Short exercise 1
Return each line of the listing that contains the string "striped". Case counts.

>> START Selected excerpt

Backpacking India on a Shoestring: All You Need to Know
If you are planning to travel India the backpacking way, whether for a few days or for a longer period, you’ve come to the right place. This blog is for you. From Backpacking Itineraries to help you scape your trip so that you get to all the right places to tips for solo women, accommodation and food information and costs, to local transport tips, what to do, what not to do, and more, you will find it all here.
Here are the basics of all you need to know about backpacking India on a shoestring.
On a shoestring budget, you can easily work on a tight $20 per day budget.
Accommodation in most places will range from $3 to $10. This is the cost for a room for 1 or 2. Dormitories are a bit cheaper, but aren’t available everywhere. Zostel is my favourite hostel chain in India. Reliable, safe and clean. But you won’t find a Zostel everywhere you go in India, either. For other hostels, check out this website.
Food (drinks not included), and basic local transport should be covered in another $10.
India is a land of versatility, which you will soon see for yourself. You can live from 20$ a day (for two), to $ however much you would like to pay spend per day.
Backpacker accommo is easily available at almost all places in India, owing to the mass backpacker crowds that the country receives each year. Starting free, basic backpacker accommodation in India can cost you anything between Rs 50 (1$) to Rs 500 (8$) a night, depending on where you are. And at what time of the year. Seasonal variation in prices at tourist locations can be as steep as steep as 50%.

>> END Selected excerpt
>> START Data extract

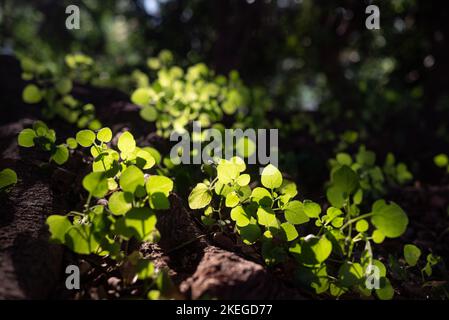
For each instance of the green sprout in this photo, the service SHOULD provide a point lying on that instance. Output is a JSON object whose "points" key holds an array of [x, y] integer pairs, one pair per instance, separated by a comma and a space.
{"points": [[269, 216], [52, 85], [129, 197], [8, 178], [44, 138]]}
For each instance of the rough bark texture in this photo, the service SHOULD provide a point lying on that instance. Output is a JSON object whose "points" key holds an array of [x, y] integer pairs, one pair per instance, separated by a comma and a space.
{"points": [[204, 270], [30, 266]]}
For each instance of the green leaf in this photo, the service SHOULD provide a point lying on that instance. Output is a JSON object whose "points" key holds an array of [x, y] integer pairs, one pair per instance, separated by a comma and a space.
{"points": [[239, 163], [104, 135], [312, 209], [154, 153], [441, 160], [312, 250], [390, 219], [31, 94], [271, 177], [138, 222], [240, 216], [411, 254], [160, 184], [294, 213], [126, 142], [232, 199], [200, 196], [85, 137], [64, 86], [350, 274], [288, 190], [344, 159], [227, 171], [96, 183], [26, 138], [58, 225], [159, 201], [362, 225], [262, 196], [144, 159], [61, 154], [131, 179], [335, 197], [71, 143], [8, 177], [290, 231], [250, 233], [378, 236], [148, 113], [243, 180], [267, 218], [120, 202], [141, 96]]}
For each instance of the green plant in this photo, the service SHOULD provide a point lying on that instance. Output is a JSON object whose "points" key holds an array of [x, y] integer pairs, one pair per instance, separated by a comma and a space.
{"points": [[176, 97], [43, 137], [412, 257], [374, 180], [8, 178], [334, 259], [125, 213], [442, 161], [53, 84]]}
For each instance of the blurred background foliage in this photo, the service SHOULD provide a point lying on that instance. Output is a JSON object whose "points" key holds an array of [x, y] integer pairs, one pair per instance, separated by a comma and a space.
{"points": [[331, 83]]}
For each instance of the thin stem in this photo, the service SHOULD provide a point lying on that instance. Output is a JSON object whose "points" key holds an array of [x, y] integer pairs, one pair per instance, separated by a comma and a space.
{"points": [[363, 216]]}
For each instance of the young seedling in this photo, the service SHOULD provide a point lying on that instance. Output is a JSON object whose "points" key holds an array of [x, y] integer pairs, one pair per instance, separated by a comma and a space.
{"points": [[442, 161], [269, 215], [178, 97], [374, 180], [45, 139], [53, 84], [129, 197], [8, 178]]}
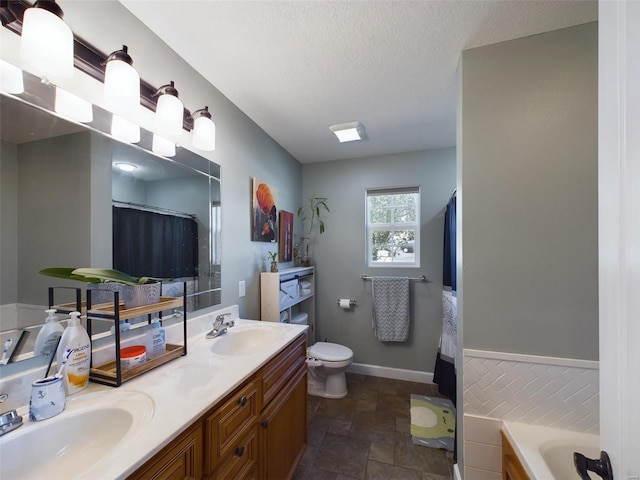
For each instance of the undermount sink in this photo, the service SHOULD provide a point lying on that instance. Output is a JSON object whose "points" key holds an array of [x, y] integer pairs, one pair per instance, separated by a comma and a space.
{"points": [[244, 341], [71, 443]]}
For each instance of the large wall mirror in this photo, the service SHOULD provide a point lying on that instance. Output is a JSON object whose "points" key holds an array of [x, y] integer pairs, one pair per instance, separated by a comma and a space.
{"points": [[66, 201]]}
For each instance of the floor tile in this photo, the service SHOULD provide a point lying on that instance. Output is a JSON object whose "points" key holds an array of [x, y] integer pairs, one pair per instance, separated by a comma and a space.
{"points": [[366, 435]]}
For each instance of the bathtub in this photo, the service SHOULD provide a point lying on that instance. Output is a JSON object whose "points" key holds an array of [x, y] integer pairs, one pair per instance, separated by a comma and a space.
{"points": [[547, 453]]}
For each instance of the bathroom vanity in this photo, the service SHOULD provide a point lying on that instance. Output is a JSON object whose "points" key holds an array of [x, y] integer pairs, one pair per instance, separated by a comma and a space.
{"points": [[234, 407], [257, 431]]}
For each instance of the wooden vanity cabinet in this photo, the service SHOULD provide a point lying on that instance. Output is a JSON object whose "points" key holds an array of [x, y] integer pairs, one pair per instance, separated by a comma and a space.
{"points": [[180, 460], [283, 422], [512, 469], [257, 432], [230, 434]]}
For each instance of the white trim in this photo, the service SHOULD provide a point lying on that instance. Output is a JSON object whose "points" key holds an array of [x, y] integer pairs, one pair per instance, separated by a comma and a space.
{"points": [[394, 373], [456, 472], [518, 357]]}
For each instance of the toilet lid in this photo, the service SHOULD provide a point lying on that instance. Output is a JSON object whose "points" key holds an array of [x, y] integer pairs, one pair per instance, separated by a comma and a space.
{"points": [[331, 352]]}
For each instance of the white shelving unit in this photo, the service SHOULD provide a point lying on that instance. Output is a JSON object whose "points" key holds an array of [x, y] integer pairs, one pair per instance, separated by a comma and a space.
{"points": [[288, 293]]}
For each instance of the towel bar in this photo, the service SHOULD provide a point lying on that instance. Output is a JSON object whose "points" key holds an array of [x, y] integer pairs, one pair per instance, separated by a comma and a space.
{"points": [[421, 278]]}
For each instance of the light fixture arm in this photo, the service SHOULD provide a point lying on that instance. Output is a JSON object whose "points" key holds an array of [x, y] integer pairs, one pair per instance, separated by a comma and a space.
{"points": [[121, 55], [168, 89], [203, 112]]}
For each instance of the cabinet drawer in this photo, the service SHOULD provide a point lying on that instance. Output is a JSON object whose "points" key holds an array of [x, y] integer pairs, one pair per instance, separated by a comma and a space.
{"points": [[279, 371], [242, 461], [230, 422]]}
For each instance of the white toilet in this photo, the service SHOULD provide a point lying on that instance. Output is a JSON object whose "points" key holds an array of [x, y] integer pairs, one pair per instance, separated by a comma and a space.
{"points": [[326, 365]]}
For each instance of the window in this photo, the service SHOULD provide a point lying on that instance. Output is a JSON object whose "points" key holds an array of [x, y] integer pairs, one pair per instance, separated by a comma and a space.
{"points": [[393, 227]]}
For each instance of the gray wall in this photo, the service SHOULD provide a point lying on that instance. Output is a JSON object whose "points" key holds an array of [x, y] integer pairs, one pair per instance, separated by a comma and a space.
{"points": [[8, 222], [339, 254], [529, 195]]}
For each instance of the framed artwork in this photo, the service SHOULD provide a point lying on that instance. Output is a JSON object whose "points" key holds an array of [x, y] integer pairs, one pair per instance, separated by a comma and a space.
{"points": [[264, 221], [285, 248]]}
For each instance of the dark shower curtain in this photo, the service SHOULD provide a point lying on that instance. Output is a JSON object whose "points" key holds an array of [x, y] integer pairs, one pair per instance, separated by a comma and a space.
{"points": [[444, 373], [153, 244]]}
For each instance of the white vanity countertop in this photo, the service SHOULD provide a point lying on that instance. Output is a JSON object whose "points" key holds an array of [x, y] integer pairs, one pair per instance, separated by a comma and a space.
{"points": [[547, 453], [179, 392]]}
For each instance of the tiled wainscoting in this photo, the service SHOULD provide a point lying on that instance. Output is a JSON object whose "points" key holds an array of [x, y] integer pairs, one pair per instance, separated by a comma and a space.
{"points": [[554, 392]]}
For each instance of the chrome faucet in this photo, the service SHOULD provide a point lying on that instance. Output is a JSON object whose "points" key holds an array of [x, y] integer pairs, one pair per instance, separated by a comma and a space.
{"points": [[8, 420], [220, 326]]}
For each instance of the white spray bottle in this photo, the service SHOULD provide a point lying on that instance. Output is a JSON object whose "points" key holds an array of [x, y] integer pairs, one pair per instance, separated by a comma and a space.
{"points": [[49, 335], [76, 371]]}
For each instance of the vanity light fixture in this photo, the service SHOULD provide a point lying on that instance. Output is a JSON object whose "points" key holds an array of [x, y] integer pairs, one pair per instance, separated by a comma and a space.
{"points": [[169, 111], [121, 83], [126, 167], [10, 78], [204, 130], [162, 146], [348, 132], [73, 107], [47, 42], [124, 130]]}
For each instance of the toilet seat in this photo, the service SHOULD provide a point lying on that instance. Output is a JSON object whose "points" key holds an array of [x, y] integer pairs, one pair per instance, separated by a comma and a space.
{"points": [[330, 352]]}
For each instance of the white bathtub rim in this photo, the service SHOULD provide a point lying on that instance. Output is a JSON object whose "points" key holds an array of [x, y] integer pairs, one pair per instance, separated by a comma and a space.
{"points": [[528, 441]]}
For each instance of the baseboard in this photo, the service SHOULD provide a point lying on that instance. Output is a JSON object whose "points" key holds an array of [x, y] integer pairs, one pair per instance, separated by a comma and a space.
{"points": [[388, 372], [456, 472]]}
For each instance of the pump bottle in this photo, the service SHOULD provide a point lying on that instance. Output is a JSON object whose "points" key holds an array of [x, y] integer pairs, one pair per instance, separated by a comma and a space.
{"points": [[76, 371], [49, 335]]}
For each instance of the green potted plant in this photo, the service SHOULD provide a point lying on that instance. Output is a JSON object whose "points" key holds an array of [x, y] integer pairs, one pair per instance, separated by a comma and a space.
{"points": [[136, 291], [273, 256], [313, 210]]}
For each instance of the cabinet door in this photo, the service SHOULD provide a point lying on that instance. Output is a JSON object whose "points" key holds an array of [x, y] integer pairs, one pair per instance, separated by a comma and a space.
{"points": [[279, 370], [180, 460], [283, 430], [237, 415]]}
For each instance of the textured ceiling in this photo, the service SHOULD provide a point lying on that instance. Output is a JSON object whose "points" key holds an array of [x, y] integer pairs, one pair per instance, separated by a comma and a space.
{"points": [[296, 67]]}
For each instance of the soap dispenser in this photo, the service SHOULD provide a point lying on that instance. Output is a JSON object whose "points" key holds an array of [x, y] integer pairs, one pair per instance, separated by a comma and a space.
{"points": [[156, 339], [49, 335], [76, 371]]}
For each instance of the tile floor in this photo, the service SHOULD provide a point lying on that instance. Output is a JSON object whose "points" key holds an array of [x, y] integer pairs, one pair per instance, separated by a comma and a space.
{"points": [[367, 435]]}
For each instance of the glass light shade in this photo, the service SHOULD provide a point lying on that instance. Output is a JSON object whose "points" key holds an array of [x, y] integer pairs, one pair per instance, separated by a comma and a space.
{"points": [[163, 147], [73, 107], [204, 134], [124, 130], [47, 43], [10, 78], [121, 87], [169, 115]]}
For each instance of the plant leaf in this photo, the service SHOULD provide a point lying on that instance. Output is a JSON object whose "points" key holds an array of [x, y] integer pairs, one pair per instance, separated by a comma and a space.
{"points": [[67, 274], [107, 275]]}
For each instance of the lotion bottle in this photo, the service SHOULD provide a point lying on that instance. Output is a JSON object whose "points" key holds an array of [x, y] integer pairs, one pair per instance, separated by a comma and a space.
{"points": [[156, 339], [76, 371], [49, 335]]}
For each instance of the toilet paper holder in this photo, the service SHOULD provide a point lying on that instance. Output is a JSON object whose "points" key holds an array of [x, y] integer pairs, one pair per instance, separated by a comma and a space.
{"points": [[352, 302]]}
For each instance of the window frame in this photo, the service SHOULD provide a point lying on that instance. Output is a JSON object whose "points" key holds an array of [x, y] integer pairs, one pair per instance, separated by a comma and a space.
{"points": [[393, 226]]}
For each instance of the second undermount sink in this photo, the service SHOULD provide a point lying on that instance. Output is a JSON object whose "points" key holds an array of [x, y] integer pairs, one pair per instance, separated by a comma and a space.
{"points": [[69, 444], [244, 341]]}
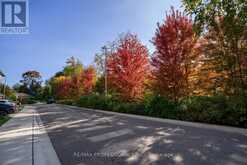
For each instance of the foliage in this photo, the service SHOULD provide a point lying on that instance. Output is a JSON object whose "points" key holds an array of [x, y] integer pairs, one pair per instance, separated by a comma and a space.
{"points": [[73, 82], [31, 82], [224, 25], [3, 119], [215, 109], [159, 106], [127, 68], [10, 93], [173, 60]]}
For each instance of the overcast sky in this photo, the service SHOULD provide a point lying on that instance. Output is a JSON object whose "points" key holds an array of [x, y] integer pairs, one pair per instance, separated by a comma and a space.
{"points": [[63, 28]]}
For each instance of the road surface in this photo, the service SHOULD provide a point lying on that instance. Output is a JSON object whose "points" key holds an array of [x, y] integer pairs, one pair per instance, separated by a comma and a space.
{"points": [[85, 137]]}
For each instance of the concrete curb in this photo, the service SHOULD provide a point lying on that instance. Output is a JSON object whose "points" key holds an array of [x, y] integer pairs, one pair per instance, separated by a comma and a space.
{"points": [[44, 153], [228, 129], [25, 134]]}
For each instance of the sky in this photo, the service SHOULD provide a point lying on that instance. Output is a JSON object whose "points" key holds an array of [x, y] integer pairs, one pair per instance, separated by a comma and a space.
{"points": [[60, 29]]}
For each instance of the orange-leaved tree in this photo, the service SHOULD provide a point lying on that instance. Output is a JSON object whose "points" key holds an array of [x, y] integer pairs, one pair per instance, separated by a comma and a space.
{"points": [[175, 56], [127, 68]]}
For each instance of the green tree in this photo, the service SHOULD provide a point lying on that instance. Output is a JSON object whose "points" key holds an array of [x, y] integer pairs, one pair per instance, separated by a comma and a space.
{"points": [[223, 24]]}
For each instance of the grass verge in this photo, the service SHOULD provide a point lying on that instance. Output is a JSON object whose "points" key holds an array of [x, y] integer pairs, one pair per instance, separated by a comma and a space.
{"points": [[4, 119]]}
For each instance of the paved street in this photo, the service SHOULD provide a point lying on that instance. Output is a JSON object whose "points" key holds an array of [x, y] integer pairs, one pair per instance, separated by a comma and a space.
{"points": [[85, 137]]}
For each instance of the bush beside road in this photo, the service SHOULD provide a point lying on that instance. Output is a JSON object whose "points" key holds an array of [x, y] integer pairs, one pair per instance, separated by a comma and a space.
{"points": [[3, 119], [215, 110]]}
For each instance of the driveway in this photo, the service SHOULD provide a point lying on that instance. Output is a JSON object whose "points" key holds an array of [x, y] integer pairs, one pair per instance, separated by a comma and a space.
{"points": [[87, 137]]}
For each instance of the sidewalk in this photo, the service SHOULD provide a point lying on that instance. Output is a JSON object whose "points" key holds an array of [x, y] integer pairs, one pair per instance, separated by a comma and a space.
{"points": [[24, 141]]}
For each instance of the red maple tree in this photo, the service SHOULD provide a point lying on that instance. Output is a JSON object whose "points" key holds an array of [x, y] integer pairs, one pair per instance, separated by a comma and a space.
{"points": [[127, 68], [174, 41], [88, 79]]}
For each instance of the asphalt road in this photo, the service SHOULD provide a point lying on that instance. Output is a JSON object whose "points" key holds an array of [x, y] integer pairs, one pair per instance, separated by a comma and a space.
{"points": [[84, 137]]}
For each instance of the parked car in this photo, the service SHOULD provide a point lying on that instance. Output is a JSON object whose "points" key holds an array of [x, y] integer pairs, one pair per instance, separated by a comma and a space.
{"points": [[4, 101], [6, 108], [50, 101]]}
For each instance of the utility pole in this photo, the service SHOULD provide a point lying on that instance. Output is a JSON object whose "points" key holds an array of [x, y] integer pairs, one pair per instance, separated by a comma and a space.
{"points": [[4, 87], [105, 52]]}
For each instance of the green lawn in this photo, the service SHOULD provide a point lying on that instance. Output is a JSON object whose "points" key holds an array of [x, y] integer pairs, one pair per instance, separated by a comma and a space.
{"points": [[3, 119]]}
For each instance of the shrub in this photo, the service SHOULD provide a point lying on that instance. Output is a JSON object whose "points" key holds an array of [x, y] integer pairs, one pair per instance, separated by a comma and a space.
{"points": [[214, 109], [159, 106]]}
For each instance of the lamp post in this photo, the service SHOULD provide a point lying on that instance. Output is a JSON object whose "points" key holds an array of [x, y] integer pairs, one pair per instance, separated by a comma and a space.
{"points": [[105, 52], [4, 85]]}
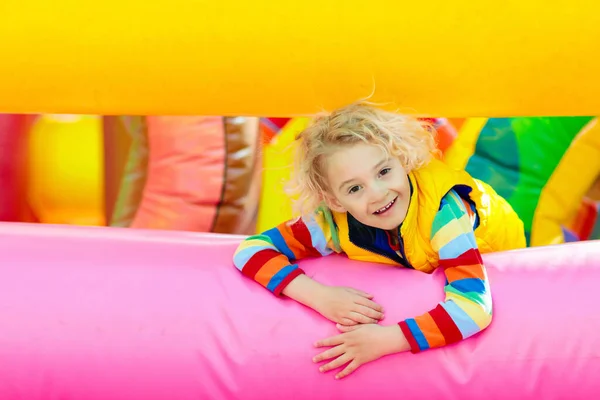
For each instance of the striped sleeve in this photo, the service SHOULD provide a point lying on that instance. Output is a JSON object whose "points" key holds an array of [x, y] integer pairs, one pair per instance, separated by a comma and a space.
{"points": [[268, 258], [467, 308]]}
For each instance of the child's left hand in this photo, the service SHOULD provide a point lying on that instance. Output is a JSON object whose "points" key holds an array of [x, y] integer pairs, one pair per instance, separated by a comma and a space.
{"points": [[358, 345]]}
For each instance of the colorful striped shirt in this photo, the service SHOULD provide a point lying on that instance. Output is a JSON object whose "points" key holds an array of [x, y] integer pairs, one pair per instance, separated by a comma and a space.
{"points": [[270, 259]]}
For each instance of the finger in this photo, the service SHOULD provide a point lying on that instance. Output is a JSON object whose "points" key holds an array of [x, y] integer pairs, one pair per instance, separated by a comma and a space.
{"points": [[327, 354], [361, 293], [345, 328], [330, 341], [347, 322], [350, 368], [361, 319], [369, 303], [338, 362], [369, 312]]}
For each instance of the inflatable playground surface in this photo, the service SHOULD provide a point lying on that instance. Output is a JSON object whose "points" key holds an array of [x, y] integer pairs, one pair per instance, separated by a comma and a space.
{"points": [[141, 146]]}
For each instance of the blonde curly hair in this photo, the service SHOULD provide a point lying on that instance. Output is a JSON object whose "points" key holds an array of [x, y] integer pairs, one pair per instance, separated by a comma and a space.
{"points": [[412, 140]]}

>> END Data extract

Short exercise 2
Summarize the guide to backpacking India on a shoestring in two sentences.

Complete output 1
For each instance of the striped sleeve in this photo, the service SHOULD provide a point lying on that instance. Output is a JSON object whose "points" key holds an array of [x, y] integer pairs, one pair per instance, separated by a comma and a space.
For each instance of the colorful striped shirt in this photo, the service SHOULD provide a point lying on that instance. Output is a JSON object whose "points" key holds an array of [x, y] integer pairs, one pair per instance, separated by a comma and a space.

Complete output 2
A backpacker in India can live on about $20 a day: $3 to $10 for a room for one or two in most places, and another $10 for food and basic local transport. Backpacker accommodation is available almost everywhere in the country and costs between Rs 50 and Rs 500 a night, depending on the place and the time of year, with seasonal price swings of up to 50% at tourist locations.